> _Description of the task_
Reproduce every line of the listing below word for word, leaving out the pictures.

> _Extracted entries_
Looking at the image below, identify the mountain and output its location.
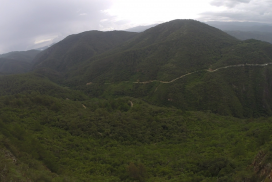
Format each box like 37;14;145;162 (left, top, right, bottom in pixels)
225;30;272;44
0;50;41;63
31;20;272;117
124;24;158;32
0;20;272;182
34;31;136;72
0;50;40;74
206;21;272;32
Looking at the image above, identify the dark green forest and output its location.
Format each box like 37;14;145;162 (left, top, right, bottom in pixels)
0;20;272;182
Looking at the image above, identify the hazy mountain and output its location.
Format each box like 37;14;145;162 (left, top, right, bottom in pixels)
35;31;136;71
124;24;158;32
0;50;40;74
31;20;272;117
0;50;41;63
0;20;272;182
225;31;272;44
205;21;272;33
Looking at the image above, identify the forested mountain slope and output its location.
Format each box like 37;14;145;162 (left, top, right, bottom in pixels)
34;31;137;72
0;20;272;182
0;50;40;74
30;20;272;117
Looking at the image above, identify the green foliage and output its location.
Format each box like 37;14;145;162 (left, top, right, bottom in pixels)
0;94;272;181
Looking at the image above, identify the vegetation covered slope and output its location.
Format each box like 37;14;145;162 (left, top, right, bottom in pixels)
30;20;272;117
0;50;40;74
68;20;239;82
226;30;272;44
34;31;136;72
0;50;41;63
0;93;272;182
0;20;272;182
0;94;272;181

> _Worked solution_
Looking at the image below, identify the mountain and output its location.
Format each box like 37;14;145;162 (left, top, right, bottom in pixels)
225;30;272;44
0;50;41;63
31;20;272;117
124;24;158;32
0;20;272;182
34;31;136;72
0;50;40;74
206;21;272;32
Looking at the image above, identify the dark green forest and output its location.
Format each box like 37;14;145;162 (left, top, right, bottom in pixels)
0;20;272;182
Looking at the image above, identify the hazy mountain and output its location.
Format each box like 37;14;145;162 (left, top, right, bottom in pixels)
35;31;136;71
124;24;158;32
0;50;40;74
31;20;272;117
0;50;41;63
0;20;272;182
225;31;272;44
205;21;272;33
Looking at the image above, identify the forested mountain slope and output its location.
Format each box like 37;14;145;162 (left, top, right, bottom in pixels)
34;31;137;72
0;20;272;182
0;50;40;74
30;20;272;117
Looking at the image above, identify the green foliage and output its location.
Format each box like 37;14;145;162 (left, top, right, bottom in pixels)
0;94;272;181
Looking at the image above, identify the vegetation covered slope and output its location.
Format each box like 37;14;145;162 (left, top, right, bottom in pixels)
30;20;272;117
0;50;40;74
68;20;239;82
226;30;272;44
34;31;136;72
0;50;41;63
0;93;272;182
0;20;272;182
0;94;272;181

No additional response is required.